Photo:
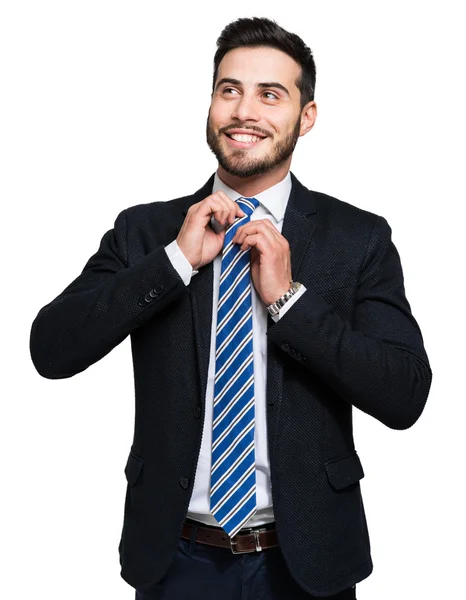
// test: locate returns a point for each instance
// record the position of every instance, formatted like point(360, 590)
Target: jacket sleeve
point(378, 363)
point(102, 306)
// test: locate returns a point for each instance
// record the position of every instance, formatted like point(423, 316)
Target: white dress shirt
point(272, 206)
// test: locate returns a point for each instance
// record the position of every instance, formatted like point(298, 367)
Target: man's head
point(251, 53)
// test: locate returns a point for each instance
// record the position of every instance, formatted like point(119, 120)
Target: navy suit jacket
point(350, 340)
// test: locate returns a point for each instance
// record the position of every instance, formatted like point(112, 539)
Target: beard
point(242, 163)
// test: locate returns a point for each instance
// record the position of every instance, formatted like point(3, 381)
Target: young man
point(260, 313)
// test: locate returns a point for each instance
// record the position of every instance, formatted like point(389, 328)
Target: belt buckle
point(258, 547)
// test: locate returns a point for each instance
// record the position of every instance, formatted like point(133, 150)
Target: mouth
point(237, 144)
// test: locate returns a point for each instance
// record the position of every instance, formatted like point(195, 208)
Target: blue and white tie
point(233, 471)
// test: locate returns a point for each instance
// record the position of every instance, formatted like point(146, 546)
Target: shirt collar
point(274, 199)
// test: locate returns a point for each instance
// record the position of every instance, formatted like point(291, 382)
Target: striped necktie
point(233, 471)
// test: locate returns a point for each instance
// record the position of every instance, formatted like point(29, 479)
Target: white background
point(103, 106)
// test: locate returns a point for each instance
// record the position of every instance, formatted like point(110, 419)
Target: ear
point(308, 117)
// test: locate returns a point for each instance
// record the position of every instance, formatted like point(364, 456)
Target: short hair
point(260, 31)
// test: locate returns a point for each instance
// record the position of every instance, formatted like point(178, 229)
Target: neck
point(251, 186)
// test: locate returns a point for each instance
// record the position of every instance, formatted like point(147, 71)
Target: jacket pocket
point(133, 468)
point(344, 472)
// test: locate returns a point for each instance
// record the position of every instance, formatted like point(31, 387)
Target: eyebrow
point(267, 84)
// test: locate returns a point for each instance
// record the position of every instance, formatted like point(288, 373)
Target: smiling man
point(260, 314)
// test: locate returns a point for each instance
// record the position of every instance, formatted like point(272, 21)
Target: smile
point(245, 144)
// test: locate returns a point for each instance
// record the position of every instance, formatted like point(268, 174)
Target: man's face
point(269, 111)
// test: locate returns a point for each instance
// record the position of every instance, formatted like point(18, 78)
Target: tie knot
point(248, 205)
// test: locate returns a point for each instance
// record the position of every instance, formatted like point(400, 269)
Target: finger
point(260, 225)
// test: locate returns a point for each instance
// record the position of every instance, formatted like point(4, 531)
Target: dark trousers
point(201, 572)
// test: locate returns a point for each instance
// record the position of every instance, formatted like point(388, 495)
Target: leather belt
point(254, 539)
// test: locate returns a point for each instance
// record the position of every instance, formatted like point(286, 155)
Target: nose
point(246, 109)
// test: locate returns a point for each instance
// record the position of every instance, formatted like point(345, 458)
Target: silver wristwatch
point(274, 308)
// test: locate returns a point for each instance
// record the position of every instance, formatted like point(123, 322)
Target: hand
point(196, 239)
point(270, 258)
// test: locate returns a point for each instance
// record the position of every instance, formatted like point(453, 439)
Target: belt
point(254, 539)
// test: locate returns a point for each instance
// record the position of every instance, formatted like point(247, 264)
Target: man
point(260, 313)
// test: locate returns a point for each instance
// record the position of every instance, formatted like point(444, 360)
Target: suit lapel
point(298, 228)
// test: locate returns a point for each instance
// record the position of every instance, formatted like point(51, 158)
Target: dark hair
point(259, 31)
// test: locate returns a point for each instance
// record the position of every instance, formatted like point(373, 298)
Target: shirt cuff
point(180, 262)
point(289, 304)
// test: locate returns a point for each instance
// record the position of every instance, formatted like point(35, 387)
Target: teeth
point(245, 138)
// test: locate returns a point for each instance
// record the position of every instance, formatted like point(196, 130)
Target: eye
point(274, 96)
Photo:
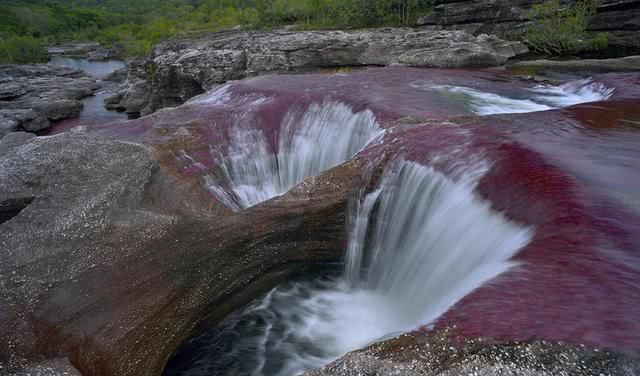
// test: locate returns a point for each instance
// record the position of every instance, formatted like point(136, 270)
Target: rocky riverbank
point(113, 252)
point(91, 51)
point(181, 69)
point(441, 353)
point(31, 96)
point(620, 19)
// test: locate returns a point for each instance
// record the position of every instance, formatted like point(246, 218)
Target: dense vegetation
point(562, 30)
point(136, 25)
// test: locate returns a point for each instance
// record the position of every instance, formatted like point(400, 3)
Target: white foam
point(543, 97)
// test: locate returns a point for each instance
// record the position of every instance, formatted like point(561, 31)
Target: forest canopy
point(26, 26)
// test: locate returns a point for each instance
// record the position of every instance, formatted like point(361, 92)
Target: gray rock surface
point(505, 18)
point(89, 50)
point(437, 355)
point(14, 139)
point(623, 64)
point(108, 258)
point(33, 95)
point(181, 69)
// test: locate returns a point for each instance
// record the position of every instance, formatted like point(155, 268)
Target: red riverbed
point(572, 174)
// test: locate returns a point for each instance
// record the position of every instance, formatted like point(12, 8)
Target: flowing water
point(93, 111)
point(309, 142)
point(432, 242)
point(539, 98)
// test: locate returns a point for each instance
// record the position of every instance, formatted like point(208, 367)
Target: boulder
point(109, 259)
point(441, 354)
point(181, 69)
point(25, 119)
point(14, 139)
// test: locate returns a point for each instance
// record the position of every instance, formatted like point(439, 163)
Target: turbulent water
point(309, 142)
point(539, 98)
point(432, 242)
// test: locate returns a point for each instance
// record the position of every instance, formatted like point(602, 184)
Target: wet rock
point(90, 50)
point(440, 354)
point(14, 139)
point(118, 75)
point(181, 69)
point(108, 258)
point(33, 95)
point(26, 119)
point(624, 64)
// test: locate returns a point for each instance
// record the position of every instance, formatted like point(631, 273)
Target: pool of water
point(94, 111)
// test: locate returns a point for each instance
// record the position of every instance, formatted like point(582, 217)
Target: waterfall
point(308, 143)
point(418, 243)
point(538, 98)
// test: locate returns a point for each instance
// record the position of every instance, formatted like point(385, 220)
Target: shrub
point(559, 30)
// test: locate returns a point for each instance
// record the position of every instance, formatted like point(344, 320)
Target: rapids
point(433, 242)
point(511, 211)
point(309, 142)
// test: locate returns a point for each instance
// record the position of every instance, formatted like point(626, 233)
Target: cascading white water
point(322, 137)
point(539, 98)
point(430, 243)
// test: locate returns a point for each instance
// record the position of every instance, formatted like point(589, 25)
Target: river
point(93, 111)
point(497, 218)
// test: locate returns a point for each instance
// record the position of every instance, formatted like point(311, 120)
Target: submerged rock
point(112, 253)
point(440, 354)
point(181, 69)
point(33, 95)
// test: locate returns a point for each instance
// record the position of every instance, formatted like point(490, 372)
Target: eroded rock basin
point(561, 182)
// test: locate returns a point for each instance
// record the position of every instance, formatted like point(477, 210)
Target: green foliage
point(21, 49)
point(137, 25)
point(559, 30)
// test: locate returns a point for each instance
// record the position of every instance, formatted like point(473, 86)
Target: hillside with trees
point(26, 26)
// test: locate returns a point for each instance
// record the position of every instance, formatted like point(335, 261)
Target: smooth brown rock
point(110, 259)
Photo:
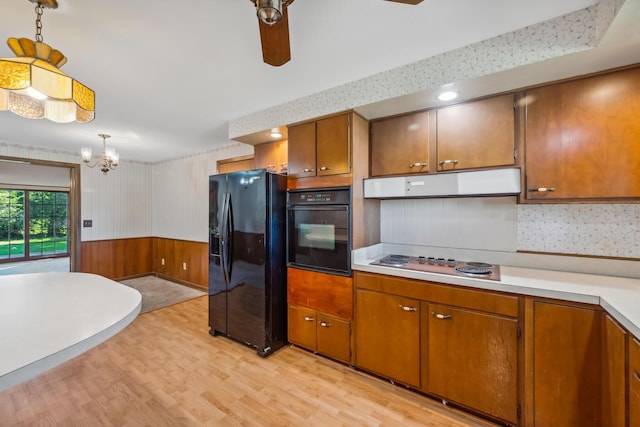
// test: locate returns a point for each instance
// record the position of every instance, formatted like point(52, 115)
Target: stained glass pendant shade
point(32, 85)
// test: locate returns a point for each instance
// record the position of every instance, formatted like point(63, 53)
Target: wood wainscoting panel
point(117, 259)
point(178, 254)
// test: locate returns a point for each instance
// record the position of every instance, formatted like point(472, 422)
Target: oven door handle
point(318, 207)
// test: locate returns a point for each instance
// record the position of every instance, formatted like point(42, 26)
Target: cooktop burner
point(441, 265)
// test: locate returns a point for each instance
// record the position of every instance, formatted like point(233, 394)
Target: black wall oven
point(319, 230)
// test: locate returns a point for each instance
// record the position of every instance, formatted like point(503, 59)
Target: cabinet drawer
point(334, 337)
point(634, 382)
point(302, 327)
point(506, 305)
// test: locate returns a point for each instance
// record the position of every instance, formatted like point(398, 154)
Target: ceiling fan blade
point(275, 41)
point(407, 1)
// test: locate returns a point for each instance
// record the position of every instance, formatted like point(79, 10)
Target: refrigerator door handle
point(224, 246)
point(229, 238)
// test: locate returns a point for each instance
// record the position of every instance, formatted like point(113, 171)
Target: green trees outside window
point(33, 224)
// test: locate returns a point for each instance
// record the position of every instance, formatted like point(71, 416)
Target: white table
point(49, 318)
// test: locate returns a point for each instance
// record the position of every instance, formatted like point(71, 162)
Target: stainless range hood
point(490, 182)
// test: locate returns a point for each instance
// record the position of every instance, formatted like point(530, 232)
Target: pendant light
point(109, 159)
point(32, 85)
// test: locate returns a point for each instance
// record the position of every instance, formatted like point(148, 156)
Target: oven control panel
point(316, 197)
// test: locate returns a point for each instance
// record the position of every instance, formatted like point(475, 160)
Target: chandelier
point(108, 161)
point(32, 85)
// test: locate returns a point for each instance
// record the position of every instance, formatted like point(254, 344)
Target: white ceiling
point(169, 76)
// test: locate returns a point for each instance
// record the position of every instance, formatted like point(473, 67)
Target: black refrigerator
point(247, 254)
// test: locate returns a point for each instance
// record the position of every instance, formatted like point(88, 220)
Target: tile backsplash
point(487, 223)
point(499, 223)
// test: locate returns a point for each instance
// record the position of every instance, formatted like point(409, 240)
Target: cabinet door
point(302, 327)
point(271, 156)
point(634, 382)
point(472, 360)
point(334, 337)
point(333, 145)
point(388, 336)
point(302, 150)
point(566, 365)
point(613, 374)
point(476, 134)
point(400, 145)
point(582, 138)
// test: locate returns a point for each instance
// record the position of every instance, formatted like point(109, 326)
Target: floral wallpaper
point(563, 35)
point(611, 230)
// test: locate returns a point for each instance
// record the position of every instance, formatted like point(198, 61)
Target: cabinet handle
point(441, 316)
point(447, 162)
point(542, 190)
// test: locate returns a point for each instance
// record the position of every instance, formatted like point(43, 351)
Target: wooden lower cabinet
point(302, 327)
point(387, 334)
point(566, 365)
point(472, 359)
point(613, 374)
point(333, 336)
point(634, 382)
point(320, 332)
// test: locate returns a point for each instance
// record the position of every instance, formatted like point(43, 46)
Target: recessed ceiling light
point(275, 133)
point(448, 96)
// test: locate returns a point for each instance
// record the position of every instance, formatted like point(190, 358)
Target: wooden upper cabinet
point(302, 150)
point(320, 148)
point(583, 138)
point(333, 146)
point(271, 156)
point(400, 145)
point(476, 134)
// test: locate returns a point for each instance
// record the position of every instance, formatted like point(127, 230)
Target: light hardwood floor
point(165, 369)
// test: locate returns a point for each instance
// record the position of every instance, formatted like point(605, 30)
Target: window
point(36, 229)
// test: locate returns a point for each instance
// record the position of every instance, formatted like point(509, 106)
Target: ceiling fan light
point(270, 11)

Aim of the task :: Repeat the material word for word, starting at its first line and ending at the line containing "point(102, 306)", with both of those lines included. Leave the pictures out of your answer.

Answer to this exercise ::
Photo:
// test: locate returns a point for each instance
// record the position of every instance, formatted like point(360, 590)
Target: jacket sleeve
point(378, 363)
point(102, 306)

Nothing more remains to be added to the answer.